§ ASSIGNMENT:
Go through the lines below, tally those that include the word "light", and give only the tally.

§ INPUT DATA:

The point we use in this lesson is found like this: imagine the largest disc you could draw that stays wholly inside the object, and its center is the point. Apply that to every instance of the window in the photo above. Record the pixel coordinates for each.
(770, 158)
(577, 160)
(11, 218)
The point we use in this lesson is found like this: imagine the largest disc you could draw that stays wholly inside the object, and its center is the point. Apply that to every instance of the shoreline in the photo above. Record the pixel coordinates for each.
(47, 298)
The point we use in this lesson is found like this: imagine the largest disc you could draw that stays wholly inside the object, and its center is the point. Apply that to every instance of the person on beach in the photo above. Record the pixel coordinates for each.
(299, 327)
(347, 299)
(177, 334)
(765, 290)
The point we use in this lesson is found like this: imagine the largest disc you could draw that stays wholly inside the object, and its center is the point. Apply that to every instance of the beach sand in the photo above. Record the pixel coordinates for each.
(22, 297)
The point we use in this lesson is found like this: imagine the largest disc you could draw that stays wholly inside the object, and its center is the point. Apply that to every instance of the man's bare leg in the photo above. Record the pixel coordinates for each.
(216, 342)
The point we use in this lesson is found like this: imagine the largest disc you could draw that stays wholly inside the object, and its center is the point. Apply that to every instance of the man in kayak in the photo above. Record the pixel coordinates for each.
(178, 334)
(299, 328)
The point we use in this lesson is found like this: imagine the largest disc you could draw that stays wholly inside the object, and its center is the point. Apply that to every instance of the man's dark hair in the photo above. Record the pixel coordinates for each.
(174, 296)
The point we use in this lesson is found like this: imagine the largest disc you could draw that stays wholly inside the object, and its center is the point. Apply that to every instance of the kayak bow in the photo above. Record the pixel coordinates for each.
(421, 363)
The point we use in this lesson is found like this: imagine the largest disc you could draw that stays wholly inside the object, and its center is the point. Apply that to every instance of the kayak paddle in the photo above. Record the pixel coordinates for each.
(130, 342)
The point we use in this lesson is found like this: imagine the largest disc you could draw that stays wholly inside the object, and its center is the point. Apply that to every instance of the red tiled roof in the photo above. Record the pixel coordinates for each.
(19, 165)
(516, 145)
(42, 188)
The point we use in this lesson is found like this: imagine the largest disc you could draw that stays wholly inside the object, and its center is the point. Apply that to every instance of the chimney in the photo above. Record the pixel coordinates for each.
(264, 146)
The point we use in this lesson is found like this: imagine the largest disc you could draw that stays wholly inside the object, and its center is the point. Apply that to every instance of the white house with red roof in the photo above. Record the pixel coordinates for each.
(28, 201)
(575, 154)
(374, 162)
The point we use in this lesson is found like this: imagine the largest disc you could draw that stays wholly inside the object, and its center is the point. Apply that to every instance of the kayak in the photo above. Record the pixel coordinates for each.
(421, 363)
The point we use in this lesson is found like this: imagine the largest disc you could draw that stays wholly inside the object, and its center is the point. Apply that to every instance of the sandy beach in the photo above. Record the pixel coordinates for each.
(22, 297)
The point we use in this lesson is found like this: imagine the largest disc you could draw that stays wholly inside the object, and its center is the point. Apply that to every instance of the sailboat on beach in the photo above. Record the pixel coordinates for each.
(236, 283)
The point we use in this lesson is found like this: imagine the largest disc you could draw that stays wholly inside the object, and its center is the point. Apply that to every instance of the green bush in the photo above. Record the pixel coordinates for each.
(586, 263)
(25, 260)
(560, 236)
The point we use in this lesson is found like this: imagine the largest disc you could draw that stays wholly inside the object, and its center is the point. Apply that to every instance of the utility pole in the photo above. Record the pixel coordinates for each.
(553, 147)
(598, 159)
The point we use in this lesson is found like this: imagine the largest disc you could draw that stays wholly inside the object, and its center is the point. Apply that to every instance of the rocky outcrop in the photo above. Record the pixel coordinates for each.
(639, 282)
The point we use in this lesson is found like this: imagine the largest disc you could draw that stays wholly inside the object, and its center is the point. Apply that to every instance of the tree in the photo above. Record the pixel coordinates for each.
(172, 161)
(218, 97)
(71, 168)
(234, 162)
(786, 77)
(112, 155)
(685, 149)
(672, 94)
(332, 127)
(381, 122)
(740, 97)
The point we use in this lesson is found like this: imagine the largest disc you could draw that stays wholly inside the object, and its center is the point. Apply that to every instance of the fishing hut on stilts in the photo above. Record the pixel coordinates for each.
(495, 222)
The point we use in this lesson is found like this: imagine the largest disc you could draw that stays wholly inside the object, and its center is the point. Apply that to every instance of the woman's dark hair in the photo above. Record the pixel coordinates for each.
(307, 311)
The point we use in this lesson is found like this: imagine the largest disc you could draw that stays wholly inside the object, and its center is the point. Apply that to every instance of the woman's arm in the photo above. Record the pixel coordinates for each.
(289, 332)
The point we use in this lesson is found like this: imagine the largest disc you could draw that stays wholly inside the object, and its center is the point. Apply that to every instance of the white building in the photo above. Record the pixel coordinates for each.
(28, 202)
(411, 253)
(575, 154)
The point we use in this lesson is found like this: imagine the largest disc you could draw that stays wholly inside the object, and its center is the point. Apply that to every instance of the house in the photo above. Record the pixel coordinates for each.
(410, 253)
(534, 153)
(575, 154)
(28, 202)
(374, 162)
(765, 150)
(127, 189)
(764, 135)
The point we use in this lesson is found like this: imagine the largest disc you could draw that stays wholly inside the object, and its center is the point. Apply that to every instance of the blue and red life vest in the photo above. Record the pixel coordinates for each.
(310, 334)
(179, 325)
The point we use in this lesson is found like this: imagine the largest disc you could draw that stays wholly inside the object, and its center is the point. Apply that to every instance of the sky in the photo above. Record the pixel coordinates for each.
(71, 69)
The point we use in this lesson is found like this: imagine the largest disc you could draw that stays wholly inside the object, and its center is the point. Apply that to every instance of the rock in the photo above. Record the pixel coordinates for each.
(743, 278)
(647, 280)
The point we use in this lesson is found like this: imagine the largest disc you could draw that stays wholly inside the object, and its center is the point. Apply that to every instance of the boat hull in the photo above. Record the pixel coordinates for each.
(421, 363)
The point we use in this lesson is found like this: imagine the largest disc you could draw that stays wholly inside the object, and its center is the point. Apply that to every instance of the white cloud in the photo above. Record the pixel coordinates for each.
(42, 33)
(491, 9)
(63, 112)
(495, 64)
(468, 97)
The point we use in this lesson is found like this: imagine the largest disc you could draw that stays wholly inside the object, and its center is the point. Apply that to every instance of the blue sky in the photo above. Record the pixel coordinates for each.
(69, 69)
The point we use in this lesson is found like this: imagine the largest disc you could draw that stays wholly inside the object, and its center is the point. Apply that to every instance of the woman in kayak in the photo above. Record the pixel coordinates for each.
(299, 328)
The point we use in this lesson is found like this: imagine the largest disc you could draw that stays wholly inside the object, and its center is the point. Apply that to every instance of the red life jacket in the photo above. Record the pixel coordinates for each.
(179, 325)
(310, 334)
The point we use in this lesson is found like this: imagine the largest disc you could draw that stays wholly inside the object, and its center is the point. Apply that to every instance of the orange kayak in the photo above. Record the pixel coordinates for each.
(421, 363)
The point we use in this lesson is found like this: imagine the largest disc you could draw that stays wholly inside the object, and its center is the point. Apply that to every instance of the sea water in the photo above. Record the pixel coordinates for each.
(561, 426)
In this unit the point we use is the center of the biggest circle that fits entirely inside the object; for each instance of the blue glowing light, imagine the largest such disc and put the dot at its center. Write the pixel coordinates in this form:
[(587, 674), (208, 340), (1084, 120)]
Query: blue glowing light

§ TASK RESPONSE:
2